Gaffney developed a draft proposal for a beach improvement Feasibility Study to be conducted to determine future actions for the beach. As an integral part of the study, he recommended using hydrodynamic-numerical modeling which, although expensive to develop, can be used to create a baseline model of the beach. Data can be entered to model the effects of different improvement concepts to help make determinations about which options would work best. He has submitted the draft to Natural Resources Committee Chair Robin Casper and Borough Administrator Bob Smith.

Councilmember Casper reported that the Borough is in Phase 2 of the bulkhead elevation process. Any bulkhead at 4.1 feet – 4.5 feet must be addressed by November 2022. Currently, of the 65 properties with those bulkhead heights, 20 are in compliance, one has been moved to the 4.5-5 feet category, 25 have entered permits, and 19 are non-compliant with no actions having been taken.

Regarding the Beach Sweep, she gave kudos to SHPOA for coordinating the great job done by over 60 volunteers. Thirty 30-gallon bags of trash and five 13-gallon containers of recycling were collected.

Saved entries:
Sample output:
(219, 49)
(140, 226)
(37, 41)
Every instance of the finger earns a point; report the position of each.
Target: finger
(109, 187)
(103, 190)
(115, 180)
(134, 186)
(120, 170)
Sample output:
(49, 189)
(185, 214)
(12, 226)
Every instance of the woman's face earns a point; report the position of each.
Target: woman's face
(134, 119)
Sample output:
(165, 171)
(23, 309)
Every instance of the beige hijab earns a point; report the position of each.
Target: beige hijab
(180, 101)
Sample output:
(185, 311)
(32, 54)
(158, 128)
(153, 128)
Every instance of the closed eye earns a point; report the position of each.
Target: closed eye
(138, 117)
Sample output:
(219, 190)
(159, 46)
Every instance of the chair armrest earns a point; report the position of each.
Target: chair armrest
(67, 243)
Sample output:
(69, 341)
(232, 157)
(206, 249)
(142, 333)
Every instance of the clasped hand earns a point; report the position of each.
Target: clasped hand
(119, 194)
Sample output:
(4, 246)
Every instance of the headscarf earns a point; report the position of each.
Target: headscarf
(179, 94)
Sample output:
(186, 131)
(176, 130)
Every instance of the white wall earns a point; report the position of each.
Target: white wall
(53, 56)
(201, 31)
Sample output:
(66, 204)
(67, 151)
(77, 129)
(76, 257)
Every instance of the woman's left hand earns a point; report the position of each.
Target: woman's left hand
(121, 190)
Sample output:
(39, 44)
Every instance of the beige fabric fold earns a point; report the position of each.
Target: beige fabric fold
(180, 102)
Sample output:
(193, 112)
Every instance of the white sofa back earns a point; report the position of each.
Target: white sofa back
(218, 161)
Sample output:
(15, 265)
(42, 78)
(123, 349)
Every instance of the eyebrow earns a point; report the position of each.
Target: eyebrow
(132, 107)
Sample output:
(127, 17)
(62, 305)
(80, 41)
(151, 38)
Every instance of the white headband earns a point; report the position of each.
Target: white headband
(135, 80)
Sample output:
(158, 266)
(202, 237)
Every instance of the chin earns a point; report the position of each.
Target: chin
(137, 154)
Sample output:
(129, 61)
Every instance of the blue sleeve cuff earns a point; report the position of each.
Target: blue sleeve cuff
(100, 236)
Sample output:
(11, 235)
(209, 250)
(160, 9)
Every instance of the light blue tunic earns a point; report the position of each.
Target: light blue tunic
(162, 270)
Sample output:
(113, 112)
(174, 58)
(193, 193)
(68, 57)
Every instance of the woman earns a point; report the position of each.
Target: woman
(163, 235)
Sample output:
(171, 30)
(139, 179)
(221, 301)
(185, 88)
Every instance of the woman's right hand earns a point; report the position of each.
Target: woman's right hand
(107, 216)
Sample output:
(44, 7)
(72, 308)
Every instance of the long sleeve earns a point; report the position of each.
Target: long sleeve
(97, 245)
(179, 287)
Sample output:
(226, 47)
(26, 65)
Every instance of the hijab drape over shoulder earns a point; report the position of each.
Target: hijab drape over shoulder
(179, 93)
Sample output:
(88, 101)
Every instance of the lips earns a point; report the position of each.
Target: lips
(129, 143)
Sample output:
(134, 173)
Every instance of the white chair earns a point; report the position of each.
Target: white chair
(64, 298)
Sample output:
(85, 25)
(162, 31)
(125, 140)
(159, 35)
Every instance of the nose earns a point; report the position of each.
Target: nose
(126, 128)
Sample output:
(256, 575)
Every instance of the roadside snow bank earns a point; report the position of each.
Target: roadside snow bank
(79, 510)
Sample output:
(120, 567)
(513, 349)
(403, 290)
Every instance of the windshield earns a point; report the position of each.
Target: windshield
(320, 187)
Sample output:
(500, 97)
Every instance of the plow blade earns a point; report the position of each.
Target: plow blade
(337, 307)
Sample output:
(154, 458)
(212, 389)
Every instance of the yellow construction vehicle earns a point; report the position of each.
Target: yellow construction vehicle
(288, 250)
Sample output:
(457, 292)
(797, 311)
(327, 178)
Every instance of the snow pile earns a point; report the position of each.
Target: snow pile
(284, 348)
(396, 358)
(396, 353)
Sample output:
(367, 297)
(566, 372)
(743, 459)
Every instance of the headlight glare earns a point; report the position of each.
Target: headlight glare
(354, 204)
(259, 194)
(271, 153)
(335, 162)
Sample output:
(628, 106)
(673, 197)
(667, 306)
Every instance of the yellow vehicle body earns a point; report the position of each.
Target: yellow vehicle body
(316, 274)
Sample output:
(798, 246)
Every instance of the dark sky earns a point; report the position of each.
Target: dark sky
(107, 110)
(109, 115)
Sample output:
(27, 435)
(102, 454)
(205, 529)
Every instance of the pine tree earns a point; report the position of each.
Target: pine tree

» TASK SET:
1. According to the borough meeting summary, by when must bulkheads at 4.1 feet – 4.5 feet be addressed?
2. Carry on writing the borough meeting summary from where it ends.

» REPLIES:
1. By November 2022.

2.
Discussion Items
Trash rules
Council President Reese Moore described changes that were made to the trash collection ordinance presented at the last Council meeting, as a result of discussions and feedback received. The original proposal required 64-gallon trash containers. The revised ordinance states that the containers can be up to 96 gallons. The effective date for the requirement is May 1, 2023.

The requirement for a 60-foot limitation on the length of the path to the container storage area
was removed, although containers still cannot be in a pool or pet enclosure. The requirement that the pathway from the storage area be paved was removed. The total container capacity for a storage area was raised to 300 gallons. The language will be clarified regarding pet enclosures and pools. The ordinance will be brought back for discussion in two weeks.

112th Street Beach Lot
Greg Schneider (Kates Schneider Engineering) and Pete Lomax (Lomax Consulting Group) performed studies on the 112th Street beach lot owned by the Borough. Bob Smith had asked Schneider’s firm to prepare options for enhanced public access on the lot. Schneider hired Lomax Consulting to do an environmental analysis to first determine if the land meets the Department of Environmental Protection’s (DEP) regulatory standards for a dune, would preclude development.

Lomax’s firm determined that the unnatural state of the land, and the vegetation and soil were not characteristic of a dune, and therefore the site was not consistent with the DEP’s definition of a dune. Schneider shared a plan for developing the site with parking, restrooms, a rain garden with underground drainage, a foot-washing station, and public access route.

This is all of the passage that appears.